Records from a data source
-- start --

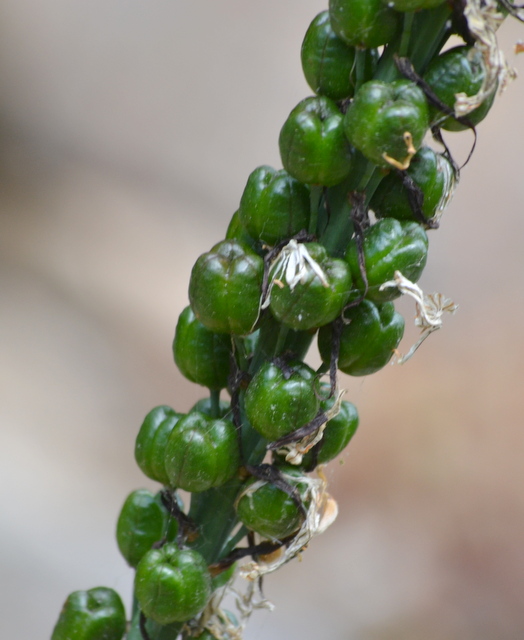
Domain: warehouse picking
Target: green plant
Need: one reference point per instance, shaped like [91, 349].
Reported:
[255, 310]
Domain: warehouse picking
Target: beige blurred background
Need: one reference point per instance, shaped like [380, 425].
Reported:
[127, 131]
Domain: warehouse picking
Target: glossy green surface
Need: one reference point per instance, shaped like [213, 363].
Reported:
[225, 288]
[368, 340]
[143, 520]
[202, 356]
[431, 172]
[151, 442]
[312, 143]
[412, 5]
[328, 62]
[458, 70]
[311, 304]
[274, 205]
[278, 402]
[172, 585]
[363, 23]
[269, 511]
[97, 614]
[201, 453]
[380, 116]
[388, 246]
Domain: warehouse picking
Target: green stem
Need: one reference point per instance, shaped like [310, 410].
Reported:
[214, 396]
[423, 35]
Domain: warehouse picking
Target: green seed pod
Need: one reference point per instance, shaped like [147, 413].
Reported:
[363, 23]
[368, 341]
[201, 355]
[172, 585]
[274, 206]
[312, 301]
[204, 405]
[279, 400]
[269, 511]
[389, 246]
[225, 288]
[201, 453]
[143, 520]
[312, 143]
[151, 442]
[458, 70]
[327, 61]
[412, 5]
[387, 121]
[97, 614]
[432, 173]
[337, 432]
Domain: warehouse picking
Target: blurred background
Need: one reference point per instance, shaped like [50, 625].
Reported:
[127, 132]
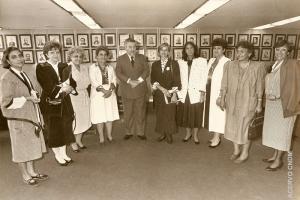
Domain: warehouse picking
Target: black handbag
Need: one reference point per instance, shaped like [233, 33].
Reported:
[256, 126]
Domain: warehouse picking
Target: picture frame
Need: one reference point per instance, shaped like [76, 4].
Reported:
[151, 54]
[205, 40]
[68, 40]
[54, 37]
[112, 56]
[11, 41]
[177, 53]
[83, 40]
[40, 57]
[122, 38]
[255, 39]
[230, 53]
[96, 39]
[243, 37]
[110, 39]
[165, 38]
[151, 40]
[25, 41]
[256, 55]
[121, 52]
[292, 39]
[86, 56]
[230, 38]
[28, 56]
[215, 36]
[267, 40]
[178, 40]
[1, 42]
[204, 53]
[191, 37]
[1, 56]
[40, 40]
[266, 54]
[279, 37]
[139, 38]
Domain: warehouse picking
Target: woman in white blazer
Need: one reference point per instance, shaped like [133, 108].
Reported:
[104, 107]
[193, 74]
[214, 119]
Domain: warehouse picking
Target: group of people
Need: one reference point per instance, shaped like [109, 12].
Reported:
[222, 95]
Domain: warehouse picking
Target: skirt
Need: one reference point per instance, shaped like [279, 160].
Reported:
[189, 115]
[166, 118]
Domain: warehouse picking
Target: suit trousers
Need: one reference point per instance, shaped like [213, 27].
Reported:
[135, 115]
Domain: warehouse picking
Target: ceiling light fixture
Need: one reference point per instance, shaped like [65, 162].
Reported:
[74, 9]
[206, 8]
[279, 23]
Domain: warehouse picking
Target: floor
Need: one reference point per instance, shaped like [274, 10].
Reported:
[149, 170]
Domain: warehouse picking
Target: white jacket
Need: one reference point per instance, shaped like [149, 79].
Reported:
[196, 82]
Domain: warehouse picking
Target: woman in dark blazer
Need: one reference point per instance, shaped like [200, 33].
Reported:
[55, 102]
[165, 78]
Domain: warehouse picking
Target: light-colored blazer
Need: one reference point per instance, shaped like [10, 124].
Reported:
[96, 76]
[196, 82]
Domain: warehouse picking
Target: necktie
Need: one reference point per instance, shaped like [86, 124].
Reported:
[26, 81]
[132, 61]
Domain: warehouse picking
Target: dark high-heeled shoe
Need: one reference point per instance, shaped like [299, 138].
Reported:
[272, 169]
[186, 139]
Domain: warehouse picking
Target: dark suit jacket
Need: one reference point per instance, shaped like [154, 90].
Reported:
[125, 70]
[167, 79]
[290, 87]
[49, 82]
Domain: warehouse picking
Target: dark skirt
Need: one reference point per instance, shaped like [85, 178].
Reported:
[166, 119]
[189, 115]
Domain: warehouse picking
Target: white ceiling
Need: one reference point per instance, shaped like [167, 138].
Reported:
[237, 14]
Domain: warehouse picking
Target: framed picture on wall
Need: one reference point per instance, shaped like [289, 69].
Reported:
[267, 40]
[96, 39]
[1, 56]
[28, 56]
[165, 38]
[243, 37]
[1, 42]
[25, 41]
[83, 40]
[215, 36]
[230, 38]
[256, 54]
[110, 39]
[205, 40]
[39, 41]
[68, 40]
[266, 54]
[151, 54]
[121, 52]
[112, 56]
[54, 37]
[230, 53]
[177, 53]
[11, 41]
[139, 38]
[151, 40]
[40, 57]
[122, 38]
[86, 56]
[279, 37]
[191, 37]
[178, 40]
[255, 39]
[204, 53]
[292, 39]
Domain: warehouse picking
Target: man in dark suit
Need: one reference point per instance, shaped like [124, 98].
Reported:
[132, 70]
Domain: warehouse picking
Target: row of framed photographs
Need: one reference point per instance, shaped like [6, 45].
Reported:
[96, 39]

-- end --

The records above are to be reproduced exactly; the pictures are to be left out.

Answer to this problem
Domain: warehouse picking
Target: green plant
Need: one reference point per instance, shaped like [91, 349].
Reported:
[255, 310]
Domain: warehouse picking
Target: beige blurred background
Need: one reference point per instance, shaped like [380, 425].
Reported:
[127, 131]
Domain: warehouse picking
Target: glossy green surface
Need: one reference point per instance, shaped like [213, 363].
Reported:
[225, 288]
[368, 340]
[143, 520]
[202, 356]
[431, 172]
[151, 442]
[312, 143]
[412, 5]
[328, 62]
[458, 70]
[311, 304]
[274, 205]
[278, 402]
[172, 585]
[363, 23]
[269, 511]
[97, 614]
[201, 453]
[380, 116]
[388, 246]
Domain: warehouse picking
Target: green stem
Need: one reference point per instance, shaped like [310, 410].
Reported:
[214, 396]
[423, 35]
Domain: warehouse picking
Target: green seed pod
Need: one reference point per instance, shaped like [147, 413].
Reported:
[363, 23]
[368, 341]
[201, 355]
[172, 585]
[274, 206]
[312, 301]
[204, 405]
[279, 400]
[269, 511]
[389, 246]
[225, 288]
[201, 453]
[143, 520]
[312, 143]
[151, 442]
[458, 70]
[327, 61]
[412, 5]
[387, 121]
[97, 614]
[432, 173]
[337, 432]
Domain: warehouse picking
Target: blurred background
Need: one reference point per instance, shaped like [50, 625].
Reported:
[127, 132]
Domain: warehouse picking
Target: black handbag
Need: one reference point per instance, shaped like [233, 33].
Reported:
[256, 126]
Domain: warehouse picking
Target: picture frame
Need: one reference point per instance, shaped like [76, 4].
Reported:
[151, 54]
[205, 40]
[68, 40]
[54, 37]
[112, 56]
[11, 41]
[177, 53]
[83, 40]
[40, 57]
[122, 38]
[255, 39]
[230, 53]
[96, 39]
[243, 37]
[110, 39]
[165, 38]
[151, 40]
[25, 41]
[256, 55]
[121, 52]
[292, 39]
[86, 56]
[230, 38]
[28, 56]
[215, 36]
[267, 40]
[178, 40]
[1, 42]
[204, 53]
[191, 37]
[1, 56]
[40, 40]
[266, 54]
[279, 37]
[139, 38]
Domain: warehouse picking
Target: woman in white blazer
Need: one reference point per instance, shaped like [133, 108].
Reported:
[104, 107]
[193, 74]
[214, 119]
Domain: warehouse picking
Target: group of people
Need: one reference point per instance, shaped like [109, 12].
Reported:
[222, 95]
Domain: warehouse picking
Target: skirt
Need: one reference point per instance, shaped like [279, 160].
Reported:
[189, 115]
[166, 118]
Domain: warehouse picking
Target: suit trousers
Need: one reference point per instance, shaped like [213, 27].
Reported:
[135, 115]
Domain: warehouse picking
Target: ceiling light fixture
Need: one reference point per instance, shaped like [65, 162].
Reported:
[74, 9]
[206, 8]
[279, 23]
Domain: warehouse picking
Target: floor
Need: one reference point per instance, shaped like [274, 10].
Reported:
[149, 170]
Domain: warehouse picking
Target: white jacket
Need: one reference point per instance, shaped like [149, 79].
Reported:
[196, 82]
Domain: warehouse picking
Target: woman in dark blazer
Need: one reference point per instance, shaped like [200, 33].
Reported:
[55, 102]
[165, 78]
Domain: warehouse picking
Target: light-colored blazer
Need: one reference point per instance, shaped like [10, 124].
Reported:
[96, 76]
[196, 82]
Domain: warehouse picking
Target: necktie
Need: one reference point per instance, shaped like [86, 124].
Reported:
[26, 81]
[132, 61]
Domain: warehouse picking
Target: dark high-heeled shoe
Need: one reference point per instance, shaped like [299, 138].
Reported:
[272, 169]
[186, 139]
Domain: warehouse picking
Target: dark suit jacket
Need: one reference point per instance, shaped like [154, 90].
Reported:
[125, 70]
[167, 79]
[290, 87]
[49, 82]
Domain: warehouse picking
Target: dark skirt
Need: one reference point per instance, shaped like [85, 178].
Reported:
[166, 119]
[189, 115]
Domain: warehouse picking
Target: white ceiling
Need: one reference point per instance, shaped like [167, 138].
Reported:
[237, 14]
Domain: warehouse picking
Target: framed picture on wall
Need: one reference point per instance, shaped like [289, 69].
Reported:
[267, 40]
[96, 39]
[1, 56]
[28, 56]
[165, 38]
[243, 37]
[1, 42]
[25, 41]
[83, 40]
[215, 36]
[230, 38]
[256, 54]
[110, 39]
[205, 40]
[39, 41]
[68, 40]
[266, 54]
[151, 54]
[121, 52]
[112, 56]
[54, 37]
[230, 53]
[177, 53]
[11, 41]
[139, 38]
[151, 40]
[40, 57]
[122, 38]
[86, 56]
[279, 37]
[191, 37]
[178, 40]
[255, 39]
[204, 53]
[292, 39]
Domain: warehouse picking
Target: man in dark suit
Need: one reference point per instance, shaped like [124, 98].
Reported:
[132, 70]
Domain: warehouse picking
Target: row of framed photographs
Need: one reference point per instance, shaped like [6, 45].
Reported:
[96, 39]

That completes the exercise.